Convert the lines from the first one through the line containing "(1177, 412)" into a numbered list, leaving out any blank lines.

[start of INFORMATION SHOWN]

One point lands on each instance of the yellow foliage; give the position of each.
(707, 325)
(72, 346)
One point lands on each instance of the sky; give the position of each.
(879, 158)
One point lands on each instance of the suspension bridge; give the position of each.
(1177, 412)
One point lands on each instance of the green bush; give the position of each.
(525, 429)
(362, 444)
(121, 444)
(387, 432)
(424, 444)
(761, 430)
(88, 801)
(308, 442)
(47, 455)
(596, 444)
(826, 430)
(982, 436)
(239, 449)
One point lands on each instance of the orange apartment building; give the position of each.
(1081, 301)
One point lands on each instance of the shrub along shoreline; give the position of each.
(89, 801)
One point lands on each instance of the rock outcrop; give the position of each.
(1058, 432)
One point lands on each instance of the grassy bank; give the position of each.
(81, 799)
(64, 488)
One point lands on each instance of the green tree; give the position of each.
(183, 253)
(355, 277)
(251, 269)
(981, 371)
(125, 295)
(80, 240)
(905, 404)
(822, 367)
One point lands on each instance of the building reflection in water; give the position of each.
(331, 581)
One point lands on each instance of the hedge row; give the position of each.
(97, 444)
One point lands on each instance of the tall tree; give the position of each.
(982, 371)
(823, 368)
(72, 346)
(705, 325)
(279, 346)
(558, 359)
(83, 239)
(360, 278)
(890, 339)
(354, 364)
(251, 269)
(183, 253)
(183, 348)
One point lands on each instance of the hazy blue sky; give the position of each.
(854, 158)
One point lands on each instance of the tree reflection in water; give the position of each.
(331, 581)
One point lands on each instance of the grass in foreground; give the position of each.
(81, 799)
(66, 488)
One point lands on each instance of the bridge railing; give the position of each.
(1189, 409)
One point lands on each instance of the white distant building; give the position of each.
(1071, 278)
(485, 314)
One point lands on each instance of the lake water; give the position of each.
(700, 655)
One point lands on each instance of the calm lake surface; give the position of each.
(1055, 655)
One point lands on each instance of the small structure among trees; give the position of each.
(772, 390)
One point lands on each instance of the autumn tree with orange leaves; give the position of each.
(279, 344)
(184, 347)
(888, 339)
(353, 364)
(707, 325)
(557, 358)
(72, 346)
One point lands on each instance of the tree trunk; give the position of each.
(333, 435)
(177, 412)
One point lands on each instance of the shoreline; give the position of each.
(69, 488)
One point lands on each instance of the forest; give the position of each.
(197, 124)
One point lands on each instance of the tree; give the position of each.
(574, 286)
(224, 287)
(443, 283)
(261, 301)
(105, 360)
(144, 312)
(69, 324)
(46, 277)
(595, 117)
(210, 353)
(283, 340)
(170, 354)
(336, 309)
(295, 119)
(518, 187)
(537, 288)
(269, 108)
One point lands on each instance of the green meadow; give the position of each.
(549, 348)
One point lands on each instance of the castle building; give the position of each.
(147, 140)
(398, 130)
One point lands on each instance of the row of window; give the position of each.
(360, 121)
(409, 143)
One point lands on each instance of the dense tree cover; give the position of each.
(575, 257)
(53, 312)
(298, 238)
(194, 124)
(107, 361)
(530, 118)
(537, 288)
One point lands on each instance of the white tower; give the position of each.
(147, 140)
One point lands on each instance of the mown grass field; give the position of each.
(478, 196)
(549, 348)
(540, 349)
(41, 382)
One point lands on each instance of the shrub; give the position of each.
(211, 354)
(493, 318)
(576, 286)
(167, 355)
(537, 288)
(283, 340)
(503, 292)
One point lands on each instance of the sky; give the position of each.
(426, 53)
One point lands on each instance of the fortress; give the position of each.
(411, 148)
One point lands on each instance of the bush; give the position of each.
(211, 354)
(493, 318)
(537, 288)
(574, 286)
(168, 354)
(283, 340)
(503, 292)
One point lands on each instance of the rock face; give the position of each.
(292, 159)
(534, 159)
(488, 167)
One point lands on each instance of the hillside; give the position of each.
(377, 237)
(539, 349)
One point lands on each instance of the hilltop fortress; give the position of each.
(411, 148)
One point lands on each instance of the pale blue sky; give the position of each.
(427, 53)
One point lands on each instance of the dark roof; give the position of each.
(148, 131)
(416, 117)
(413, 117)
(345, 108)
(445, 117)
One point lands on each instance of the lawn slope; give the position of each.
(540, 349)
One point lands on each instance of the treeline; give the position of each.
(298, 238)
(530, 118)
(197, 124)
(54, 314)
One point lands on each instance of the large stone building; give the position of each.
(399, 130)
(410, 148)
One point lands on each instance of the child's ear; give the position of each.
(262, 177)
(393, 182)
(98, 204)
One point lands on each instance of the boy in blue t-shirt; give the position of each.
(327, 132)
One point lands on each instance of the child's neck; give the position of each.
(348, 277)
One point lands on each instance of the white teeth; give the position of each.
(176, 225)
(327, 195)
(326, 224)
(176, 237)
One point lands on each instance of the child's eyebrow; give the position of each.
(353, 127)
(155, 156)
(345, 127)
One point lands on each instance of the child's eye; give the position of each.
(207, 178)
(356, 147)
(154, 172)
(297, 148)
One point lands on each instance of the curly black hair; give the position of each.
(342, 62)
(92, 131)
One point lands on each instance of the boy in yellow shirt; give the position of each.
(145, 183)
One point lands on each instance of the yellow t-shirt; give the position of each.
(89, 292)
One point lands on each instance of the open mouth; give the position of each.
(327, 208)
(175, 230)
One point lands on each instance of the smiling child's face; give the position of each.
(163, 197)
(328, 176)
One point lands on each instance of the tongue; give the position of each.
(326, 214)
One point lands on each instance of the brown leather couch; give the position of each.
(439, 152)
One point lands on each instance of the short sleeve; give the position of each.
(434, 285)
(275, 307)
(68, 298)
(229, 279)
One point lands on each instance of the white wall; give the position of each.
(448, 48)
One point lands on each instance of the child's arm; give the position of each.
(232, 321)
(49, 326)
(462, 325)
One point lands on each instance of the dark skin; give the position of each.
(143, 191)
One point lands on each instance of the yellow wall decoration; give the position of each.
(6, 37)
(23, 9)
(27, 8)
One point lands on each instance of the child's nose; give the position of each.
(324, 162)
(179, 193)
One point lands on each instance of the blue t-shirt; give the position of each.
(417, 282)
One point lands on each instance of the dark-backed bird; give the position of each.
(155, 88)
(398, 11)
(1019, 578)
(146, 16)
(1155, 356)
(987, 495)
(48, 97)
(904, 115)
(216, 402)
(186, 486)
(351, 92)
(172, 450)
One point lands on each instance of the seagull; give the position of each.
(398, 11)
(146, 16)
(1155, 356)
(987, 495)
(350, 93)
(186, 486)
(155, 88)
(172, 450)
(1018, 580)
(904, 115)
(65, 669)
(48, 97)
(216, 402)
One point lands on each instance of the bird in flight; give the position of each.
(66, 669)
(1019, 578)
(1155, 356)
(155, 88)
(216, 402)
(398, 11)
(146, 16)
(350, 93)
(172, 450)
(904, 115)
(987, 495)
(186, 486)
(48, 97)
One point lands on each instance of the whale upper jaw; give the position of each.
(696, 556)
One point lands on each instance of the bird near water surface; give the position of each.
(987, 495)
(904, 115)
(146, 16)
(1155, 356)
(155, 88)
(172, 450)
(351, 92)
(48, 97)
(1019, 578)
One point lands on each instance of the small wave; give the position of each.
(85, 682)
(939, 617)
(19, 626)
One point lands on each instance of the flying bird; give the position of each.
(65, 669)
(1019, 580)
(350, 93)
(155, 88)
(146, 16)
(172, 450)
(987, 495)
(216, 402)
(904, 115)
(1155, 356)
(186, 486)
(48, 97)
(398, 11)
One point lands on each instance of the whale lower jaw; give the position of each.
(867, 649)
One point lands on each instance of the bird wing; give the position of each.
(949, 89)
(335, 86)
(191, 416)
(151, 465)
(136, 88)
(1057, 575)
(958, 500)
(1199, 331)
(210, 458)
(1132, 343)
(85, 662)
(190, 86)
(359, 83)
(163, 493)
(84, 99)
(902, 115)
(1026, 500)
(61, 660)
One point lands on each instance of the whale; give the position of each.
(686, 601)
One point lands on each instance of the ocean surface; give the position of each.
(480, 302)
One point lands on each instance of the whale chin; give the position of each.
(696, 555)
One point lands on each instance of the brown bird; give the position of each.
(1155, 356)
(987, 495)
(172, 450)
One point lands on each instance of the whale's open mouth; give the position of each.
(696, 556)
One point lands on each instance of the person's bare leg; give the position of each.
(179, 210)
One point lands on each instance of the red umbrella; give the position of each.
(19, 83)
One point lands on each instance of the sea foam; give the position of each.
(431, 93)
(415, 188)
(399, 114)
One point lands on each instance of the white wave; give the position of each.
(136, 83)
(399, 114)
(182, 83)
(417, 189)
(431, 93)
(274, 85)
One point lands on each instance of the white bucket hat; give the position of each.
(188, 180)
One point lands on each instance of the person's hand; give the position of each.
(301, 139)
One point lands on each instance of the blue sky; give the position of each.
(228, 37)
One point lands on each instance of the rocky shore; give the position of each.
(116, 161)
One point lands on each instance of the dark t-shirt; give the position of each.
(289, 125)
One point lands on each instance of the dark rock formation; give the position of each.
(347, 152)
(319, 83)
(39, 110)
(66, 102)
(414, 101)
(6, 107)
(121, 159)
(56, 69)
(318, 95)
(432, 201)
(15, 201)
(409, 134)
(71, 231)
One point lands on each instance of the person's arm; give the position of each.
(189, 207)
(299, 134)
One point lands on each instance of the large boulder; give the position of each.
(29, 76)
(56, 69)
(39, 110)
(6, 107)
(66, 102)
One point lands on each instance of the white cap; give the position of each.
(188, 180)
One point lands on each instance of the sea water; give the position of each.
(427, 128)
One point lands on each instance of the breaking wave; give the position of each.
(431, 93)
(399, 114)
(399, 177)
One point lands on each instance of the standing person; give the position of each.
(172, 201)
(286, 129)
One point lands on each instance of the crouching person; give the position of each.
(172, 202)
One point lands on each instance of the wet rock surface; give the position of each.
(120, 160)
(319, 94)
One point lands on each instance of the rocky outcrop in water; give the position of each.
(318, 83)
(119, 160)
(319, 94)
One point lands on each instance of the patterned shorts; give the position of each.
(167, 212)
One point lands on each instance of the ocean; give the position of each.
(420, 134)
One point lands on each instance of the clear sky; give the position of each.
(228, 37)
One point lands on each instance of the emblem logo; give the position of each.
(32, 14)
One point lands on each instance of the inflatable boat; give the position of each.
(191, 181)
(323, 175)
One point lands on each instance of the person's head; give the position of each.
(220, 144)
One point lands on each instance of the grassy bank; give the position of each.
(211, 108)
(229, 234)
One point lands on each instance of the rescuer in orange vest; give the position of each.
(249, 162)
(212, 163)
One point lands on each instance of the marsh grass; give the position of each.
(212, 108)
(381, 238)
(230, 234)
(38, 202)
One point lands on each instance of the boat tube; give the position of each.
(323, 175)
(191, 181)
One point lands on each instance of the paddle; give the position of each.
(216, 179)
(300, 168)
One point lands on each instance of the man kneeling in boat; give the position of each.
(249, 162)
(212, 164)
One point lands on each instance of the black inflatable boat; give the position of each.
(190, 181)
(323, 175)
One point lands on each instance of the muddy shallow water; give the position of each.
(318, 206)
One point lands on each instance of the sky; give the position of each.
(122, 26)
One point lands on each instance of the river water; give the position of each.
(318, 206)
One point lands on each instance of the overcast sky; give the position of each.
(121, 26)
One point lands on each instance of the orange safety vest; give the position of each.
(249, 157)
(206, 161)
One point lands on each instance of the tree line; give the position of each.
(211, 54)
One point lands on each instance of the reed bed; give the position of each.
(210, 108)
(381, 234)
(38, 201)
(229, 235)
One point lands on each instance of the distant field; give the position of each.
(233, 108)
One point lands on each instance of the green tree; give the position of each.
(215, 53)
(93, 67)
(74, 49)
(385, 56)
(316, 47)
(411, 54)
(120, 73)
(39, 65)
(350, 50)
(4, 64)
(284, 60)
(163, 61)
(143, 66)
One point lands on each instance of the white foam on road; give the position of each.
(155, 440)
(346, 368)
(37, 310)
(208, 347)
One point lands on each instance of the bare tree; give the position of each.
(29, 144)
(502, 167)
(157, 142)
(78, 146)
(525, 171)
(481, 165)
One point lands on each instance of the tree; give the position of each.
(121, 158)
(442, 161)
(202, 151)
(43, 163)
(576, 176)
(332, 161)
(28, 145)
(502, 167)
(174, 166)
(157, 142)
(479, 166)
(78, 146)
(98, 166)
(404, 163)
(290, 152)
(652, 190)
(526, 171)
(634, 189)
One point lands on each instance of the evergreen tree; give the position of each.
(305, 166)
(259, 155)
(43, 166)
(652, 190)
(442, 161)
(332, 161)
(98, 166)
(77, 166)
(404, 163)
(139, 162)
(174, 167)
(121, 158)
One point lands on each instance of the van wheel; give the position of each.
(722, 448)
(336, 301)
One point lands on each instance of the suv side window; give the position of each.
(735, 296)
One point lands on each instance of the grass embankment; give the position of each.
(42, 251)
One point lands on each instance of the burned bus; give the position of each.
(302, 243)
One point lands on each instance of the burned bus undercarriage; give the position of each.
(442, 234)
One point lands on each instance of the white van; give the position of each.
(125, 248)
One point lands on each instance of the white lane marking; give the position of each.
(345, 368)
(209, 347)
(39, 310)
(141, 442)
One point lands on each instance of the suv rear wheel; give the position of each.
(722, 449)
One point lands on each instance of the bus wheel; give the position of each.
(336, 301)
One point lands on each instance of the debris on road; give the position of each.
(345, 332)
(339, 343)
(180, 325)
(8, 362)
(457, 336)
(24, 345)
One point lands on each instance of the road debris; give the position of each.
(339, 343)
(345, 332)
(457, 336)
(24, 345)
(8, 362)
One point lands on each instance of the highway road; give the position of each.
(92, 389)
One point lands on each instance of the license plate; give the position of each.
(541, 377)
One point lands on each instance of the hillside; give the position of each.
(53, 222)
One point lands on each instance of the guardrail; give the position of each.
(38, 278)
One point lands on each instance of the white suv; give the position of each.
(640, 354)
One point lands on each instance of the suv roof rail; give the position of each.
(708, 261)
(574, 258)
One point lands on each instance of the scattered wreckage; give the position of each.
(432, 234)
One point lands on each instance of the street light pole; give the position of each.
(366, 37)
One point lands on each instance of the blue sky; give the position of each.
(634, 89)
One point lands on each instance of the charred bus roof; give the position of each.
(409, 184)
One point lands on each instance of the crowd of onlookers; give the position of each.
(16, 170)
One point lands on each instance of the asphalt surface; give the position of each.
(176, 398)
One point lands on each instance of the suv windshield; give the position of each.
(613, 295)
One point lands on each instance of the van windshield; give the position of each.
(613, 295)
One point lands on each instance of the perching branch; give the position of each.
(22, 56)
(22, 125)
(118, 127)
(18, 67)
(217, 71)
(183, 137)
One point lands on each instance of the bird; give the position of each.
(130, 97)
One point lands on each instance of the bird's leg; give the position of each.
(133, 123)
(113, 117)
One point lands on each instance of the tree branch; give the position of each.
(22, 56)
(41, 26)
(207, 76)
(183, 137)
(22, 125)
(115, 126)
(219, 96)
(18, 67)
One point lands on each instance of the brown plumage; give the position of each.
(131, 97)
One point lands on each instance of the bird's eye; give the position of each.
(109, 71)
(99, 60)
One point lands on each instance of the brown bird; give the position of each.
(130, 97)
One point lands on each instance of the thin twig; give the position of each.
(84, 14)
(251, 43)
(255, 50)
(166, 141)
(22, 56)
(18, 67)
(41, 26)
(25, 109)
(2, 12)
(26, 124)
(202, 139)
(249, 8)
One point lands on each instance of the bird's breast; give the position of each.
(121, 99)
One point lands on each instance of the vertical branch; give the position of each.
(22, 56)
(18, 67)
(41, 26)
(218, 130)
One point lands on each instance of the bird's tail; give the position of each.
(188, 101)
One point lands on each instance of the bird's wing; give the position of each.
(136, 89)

[end of INFORMATION SHOWN]

* TASK ANSWER
1. One point lands on each instance of the yellow foliage; give the position of each.
2. (707, 325)
3. (72, 346)
4. One point lands on each instance of the sky; give the position of each.
5. (879, 158)
6. One point lands on each instance of the suspension bridge; give the position of each.
7. (1177, 412)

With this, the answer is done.